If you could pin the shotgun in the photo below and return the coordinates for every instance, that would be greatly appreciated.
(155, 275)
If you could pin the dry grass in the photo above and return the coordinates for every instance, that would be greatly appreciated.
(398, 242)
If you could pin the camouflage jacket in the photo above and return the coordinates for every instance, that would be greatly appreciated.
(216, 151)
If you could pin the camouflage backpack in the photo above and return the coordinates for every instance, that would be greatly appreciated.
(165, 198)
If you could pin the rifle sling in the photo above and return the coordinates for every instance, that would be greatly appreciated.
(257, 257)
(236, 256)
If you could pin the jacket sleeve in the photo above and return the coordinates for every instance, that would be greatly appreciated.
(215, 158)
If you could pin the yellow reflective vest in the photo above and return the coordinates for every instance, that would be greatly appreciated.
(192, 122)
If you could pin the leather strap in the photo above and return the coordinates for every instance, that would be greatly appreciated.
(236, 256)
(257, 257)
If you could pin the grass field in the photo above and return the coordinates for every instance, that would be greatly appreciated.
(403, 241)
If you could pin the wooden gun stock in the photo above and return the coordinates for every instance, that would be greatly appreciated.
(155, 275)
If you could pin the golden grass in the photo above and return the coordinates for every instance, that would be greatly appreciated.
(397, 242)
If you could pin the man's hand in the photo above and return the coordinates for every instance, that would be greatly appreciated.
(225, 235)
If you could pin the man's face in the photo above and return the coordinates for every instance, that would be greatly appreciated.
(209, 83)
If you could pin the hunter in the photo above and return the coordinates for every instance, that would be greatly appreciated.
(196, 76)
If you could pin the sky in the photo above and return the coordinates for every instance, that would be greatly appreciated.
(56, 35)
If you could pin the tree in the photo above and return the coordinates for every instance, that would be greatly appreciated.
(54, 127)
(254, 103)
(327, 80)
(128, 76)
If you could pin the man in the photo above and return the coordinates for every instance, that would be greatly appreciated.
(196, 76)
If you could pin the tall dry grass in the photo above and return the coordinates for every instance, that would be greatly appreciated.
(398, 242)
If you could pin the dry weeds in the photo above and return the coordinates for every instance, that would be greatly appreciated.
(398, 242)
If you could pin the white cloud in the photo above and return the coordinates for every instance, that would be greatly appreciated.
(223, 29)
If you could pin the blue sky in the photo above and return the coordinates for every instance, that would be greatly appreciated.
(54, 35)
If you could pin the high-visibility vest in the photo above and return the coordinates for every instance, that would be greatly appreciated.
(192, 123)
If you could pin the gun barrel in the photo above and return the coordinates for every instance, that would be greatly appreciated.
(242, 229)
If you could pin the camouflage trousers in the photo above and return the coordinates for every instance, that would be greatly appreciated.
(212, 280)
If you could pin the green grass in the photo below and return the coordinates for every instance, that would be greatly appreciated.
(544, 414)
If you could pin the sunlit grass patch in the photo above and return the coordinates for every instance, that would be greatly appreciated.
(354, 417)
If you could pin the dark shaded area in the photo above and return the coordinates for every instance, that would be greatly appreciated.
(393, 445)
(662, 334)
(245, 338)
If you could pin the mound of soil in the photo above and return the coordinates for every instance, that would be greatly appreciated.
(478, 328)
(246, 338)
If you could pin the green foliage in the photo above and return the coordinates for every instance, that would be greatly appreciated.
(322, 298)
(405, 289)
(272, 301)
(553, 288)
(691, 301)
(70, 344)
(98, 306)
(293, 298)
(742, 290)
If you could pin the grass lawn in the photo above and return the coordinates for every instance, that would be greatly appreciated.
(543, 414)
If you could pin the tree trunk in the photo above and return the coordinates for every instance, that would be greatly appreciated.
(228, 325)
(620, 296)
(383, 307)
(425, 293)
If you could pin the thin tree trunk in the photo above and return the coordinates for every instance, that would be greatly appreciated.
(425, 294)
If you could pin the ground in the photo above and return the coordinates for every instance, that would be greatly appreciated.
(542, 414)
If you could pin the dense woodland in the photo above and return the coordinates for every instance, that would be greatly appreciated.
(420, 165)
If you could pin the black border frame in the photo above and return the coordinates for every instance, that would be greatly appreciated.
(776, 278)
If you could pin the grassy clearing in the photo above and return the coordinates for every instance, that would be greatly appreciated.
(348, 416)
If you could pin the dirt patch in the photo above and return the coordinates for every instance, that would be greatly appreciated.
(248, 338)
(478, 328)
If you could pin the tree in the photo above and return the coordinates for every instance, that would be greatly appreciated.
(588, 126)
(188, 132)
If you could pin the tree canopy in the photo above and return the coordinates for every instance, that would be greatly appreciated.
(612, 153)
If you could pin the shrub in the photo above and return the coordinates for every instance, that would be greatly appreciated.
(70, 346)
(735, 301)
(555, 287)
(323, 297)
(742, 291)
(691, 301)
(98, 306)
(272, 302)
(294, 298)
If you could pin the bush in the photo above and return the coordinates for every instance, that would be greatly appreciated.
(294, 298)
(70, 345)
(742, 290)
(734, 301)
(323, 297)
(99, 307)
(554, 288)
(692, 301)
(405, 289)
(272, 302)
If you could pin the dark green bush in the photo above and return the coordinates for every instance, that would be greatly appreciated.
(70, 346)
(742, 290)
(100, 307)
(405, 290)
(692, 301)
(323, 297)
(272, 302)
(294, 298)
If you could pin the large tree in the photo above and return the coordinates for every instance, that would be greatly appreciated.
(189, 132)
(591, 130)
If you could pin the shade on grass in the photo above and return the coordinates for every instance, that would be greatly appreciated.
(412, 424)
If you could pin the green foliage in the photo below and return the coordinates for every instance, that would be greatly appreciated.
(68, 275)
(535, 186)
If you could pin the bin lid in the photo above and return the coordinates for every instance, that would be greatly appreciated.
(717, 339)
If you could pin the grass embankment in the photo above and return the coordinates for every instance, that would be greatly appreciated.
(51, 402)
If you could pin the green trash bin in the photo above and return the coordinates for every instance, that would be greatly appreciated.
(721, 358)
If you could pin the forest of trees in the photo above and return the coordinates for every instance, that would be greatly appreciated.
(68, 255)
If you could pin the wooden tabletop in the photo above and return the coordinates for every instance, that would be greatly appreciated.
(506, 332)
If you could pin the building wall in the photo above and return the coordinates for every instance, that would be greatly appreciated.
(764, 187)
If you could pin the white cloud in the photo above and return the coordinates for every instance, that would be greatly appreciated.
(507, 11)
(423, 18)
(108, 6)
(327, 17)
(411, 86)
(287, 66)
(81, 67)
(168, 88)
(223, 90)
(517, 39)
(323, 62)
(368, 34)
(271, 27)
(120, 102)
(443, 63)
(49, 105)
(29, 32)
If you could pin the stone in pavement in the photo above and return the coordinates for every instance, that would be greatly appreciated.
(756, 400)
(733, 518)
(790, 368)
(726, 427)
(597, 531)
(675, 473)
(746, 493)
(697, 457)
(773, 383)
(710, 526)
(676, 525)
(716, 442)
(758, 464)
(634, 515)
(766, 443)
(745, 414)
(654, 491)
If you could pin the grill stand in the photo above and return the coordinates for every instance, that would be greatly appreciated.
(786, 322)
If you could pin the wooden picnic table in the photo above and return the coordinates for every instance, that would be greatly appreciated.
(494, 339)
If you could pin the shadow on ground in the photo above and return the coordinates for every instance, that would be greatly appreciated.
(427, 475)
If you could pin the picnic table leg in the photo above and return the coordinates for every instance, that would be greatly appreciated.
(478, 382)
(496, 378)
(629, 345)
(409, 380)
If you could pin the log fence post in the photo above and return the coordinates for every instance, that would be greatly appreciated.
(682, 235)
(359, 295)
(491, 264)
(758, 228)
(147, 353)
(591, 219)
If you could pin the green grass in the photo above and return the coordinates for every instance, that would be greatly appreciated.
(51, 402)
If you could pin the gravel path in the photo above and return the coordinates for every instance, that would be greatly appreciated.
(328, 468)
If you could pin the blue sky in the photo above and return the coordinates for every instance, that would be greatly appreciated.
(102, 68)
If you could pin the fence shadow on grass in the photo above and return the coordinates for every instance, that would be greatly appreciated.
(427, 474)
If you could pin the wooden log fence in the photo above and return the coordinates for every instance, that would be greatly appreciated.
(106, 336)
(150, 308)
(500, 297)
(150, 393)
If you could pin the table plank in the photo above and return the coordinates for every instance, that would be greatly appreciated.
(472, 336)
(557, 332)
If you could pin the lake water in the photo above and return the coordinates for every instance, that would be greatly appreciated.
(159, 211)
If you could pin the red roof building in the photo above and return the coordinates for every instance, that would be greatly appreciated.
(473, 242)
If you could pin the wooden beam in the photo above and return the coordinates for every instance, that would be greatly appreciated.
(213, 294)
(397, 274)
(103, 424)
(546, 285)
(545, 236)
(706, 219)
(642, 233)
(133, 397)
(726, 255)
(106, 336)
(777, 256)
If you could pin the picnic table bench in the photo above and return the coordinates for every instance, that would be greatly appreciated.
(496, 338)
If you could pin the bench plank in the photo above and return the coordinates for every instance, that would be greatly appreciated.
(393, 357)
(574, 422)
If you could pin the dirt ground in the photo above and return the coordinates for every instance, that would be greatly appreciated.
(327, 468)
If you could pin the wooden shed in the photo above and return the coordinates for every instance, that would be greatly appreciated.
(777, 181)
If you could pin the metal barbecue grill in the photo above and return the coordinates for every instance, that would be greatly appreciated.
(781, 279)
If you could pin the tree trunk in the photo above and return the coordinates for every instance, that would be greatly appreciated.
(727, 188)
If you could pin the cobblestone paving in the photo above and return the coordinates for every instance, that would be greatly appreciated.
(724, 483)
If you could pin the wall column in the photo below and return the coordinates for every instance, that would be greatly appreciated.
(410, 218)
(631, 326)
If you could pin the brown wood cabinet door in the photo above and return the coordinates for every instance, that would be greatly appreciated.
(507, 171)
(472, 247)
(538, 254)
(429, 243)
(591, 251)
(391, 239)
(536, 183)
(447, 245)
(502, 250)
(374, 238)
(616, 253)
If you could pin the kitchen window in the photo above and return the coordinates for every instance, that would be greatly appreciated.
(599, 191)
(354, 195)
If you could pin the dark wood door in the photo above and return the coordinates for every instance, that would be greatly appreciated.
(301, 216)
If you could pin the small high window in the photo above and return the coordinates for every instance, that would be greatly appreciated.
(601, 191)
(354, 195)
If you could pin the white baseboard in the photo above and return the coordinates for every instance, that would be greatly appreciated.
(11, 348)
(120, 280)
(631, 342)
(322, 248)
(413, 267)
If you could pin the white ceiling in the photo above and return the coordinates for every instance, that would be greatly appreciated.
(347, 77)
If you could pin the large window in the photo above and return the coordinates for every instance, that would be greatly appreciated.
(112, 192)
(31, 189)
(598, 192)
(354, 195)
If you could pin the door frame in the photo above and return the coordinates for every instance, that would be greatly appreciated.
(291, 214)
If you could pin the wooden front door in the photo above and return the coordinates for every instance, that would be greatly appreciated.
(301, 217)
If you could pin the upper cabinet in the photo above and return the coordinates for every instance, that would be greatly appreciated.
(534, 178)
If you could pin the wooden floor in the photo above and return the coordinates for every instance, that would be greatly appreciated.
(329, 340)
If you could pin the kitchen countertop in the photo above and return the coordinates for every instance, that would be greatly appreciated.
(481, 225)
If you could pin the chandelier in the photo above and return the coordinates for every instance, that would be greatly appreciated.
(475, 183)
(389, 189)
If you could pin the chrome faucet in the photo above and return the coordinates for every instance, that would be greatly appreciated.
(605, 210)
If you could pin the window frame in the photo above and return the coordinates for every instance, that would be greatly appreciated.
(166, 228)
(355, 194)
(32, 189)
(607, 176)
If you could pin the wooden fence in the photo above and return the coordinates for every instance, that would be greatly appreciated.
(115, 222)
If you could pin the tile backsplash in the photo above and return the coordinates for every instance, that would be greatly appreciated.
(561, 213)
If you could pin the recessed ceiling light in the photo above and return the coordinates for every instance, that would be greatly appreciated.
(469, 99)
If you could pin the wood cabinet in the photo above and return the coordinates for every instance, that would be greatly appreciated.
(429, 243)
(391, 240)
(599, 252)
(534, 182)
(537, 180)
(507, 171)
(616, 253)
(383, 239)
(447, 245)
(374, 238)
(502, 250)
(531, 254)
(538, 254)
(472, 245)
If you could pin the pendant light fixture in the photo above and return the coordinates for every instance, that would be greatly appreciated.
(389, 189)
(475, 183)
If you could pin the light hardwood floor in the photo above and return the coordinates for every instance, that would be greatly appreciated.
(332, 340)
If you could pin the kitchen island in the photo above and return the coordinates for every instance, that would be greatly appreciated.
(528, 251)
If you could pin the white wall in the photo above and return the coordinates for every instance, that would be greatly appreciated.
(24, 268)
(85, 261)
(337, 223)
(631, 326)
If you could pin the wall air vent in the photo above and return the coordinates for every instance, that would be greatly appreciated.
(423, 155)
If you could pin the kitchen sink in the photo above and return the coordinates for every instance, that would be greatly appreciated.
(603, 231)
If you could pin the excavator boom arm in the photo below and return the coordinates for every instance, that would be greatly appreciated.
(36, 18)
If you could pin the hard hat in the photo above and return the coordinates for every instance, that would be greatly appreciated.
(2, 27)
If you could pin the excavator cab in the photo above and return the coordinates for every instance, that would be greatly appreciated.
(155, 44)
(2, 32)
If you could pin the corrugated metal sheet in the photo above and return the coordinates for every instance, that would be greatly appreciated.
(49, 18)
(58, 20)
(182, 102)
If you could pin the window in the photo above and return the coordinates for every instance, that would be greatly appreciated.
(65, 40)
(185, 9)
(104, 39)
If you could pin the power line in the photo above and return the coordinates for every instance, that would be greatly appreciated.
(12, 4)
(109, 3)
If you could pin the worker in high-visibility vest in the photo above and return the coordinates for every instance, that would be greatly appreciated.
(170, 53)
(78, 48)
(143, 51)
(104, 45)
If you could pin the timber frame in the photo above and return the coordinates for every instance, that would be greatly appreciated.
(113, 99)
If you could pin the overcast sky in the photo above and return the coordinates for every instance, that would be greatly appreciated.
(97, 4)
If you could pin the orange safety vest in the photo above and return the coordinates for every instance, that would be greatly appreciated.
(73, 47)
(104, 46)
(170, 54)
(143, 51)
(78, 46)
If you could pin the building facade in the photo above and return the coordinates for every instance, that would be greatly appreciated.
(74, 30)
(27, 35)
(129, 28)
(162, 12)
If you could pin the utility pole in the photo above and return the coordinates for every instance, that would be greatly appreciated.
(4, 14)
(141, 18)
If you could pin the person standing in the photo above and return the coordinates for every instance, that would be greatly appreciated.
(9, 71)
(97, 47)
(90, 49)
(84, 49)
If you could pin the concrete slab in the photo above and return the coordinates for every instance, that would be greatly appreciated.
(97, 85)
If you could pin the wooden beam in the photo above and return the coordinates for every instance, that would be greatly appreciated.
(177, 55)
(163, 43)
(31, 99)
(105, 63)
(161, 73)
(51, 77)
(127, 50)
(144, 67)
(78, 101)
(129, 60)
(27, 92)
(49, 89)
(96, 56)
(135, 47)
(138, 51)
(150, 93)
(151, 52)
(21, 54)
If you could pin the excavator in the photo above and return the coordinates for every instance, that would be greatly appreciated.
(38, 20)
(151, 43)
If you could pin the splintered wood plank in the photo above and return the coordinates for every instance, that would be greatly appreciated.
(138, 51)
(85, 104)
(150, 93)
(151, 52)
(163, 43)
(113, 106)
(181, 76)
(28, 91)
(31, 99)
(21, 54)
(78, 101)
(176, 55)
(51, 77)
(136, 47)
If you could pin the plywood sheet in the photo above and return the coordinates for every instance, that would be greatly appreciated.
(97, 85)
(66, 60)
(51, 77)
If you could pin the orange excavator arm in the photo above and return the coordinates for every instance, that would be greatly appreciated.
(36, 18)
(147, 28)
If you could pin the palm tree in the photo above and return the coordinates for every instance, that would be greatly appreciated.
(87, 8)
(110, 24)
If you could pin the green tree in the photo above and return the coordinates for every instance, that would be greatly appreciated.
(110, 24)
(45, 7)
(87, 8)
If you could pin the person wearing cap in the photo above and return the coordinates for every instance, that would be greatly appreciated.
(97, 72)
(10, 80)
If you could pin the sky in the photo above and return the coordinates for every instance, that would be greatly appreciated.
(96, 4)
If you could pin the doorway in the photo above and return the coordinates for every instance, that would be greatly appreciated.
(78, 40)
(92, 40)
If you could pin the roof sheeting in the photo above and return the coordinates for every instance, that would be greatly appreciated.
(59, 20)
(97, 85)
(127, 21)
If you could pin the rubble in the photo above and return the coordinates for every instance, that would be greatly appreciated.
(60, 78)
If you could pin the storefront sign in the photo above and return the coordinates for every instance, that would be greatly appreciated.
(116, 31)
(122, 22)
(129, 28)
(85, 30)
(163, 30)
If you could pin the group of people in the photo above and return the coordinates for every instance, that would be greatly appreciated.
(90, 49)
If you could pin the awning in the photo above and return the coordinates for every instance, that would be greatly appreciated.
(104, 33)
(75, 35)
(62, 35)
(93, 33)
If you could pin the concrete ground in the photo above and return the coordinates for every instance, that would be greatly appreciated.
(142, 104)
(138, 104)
-*-
EXERCISE BRIEF: Print from the line containing "If you could pin the awning" to the last line above, exactly as written.

WRITTEN REPLY:
If you could pin the awning in the photo above and return the coordinates for every instance, that would be greatly appreciated.
(104, 33)
(75, 35)
(62, 35)
(93, 33)
If you could pin the concrete ground in the photo above and return the coordinates for every instance, that would be greatly appreciated.
(142, 104)
(138, 104)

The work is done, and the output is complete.